__Aufgabe__: Worauf ist laut dem Textabschnitt über den Dschungel im Film angewiesen, wer sich im Dschungel Übersicht verschaffen will?

Das unwegsame Terrain liefert Fuqua für seine rechtschaffene Haltung keine Bilder

Es fehlt an Licht im Dschungel. Bäume und Blätter verstellen die Sicht und schränken die Bewegungsfreiheit der Kamera ein. Eine Totale ergibt in diesem Terrain keinen Sinn. Wer sich Übersicht verschaffen will, ist auf die Vogelperspektive angewiesen. Doch auch sie wird dem Blick nichts als Undurchdringlichkeit offenbaren.

Trotzdem ist der Dschungel eine filmische Landschaft par excellence. Man denke nur an die Effekte, die entstehen, wenn eine starke Lichtquelle auf die Textur aus Blättern und Hölzern trifft. Oder an das Chiaroscuro, das ein Lagerfeuer als Reflex auf Brackwasser hervorbringt. Wenn sich zu den ambivalenten Lichtverhältnissen das Sujet Krieg gesellt, können herausragende Filme wie Coppolas „Apocalypse Now“ entstehen. Denn wo finden die dem Krieg eigenen moralischen Schwebe- und Schwundzustände eine treffendere visuelle Entsprechung als im Zwielicht?

__Bereitgestellte Daten__:
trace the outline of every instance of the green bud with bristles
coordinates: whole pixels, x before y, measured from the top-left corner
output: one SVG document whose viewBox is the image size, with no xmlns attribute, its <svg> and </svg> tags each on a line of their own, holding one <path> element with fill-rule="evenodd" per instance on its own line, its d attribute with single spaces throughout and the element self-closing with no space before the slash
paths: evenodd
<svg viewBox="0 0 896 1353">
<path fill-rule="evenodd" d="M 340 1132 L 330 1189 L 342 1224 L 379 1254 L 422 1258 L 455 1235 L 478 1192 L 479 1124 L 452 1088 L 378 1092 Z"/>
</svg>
--
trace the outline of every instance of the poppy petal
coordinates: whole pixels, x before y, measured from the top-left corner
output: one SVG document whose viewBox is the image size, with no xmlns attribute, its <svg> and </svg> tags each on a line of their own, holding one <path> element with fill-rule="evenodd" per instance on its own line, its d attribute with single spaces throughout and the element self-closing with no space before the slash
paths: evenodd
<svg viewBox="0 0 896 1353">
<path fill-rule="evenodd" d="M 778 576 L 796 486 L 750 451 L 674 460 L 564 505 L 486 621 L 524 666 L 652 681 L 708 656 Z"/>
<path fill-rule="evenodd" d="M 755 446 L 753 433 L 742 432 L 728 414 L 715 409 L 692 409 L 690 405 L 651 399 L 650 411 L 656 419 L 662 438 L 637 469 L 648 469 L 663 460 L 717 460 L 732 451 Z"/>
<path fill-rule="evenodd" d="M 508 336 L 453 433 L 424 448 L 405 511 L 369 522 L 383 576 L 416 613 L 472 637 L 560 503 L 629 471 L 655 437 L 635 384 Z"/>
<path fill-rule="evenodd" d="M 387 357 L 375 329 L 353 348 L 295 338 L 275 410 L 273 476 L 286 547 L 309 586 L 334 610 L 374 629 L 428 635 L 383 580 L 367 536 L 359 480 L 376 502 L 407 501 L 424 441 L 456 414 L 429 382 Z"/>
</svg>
==
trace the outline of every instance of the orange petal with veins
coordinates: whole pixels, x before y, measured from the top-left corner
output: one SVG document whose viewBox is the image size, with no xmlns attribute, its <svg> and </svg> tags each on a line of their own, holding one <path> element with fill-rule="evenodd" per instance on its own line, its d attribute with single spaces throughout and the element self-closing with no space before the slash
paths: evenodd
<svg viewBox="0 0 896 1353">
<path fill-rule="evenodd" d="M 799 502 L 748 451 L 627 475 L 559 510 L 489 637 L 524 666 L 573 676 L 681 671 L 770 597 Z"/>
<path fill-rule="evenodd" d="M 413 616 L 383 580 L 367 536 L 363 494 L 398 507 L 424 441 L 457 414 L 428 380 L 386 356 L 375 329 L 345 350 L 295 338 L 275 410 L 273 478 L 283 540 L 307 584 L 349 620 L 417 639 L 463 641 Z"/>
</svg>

__Lösung__: Auf die Vogelperspektive.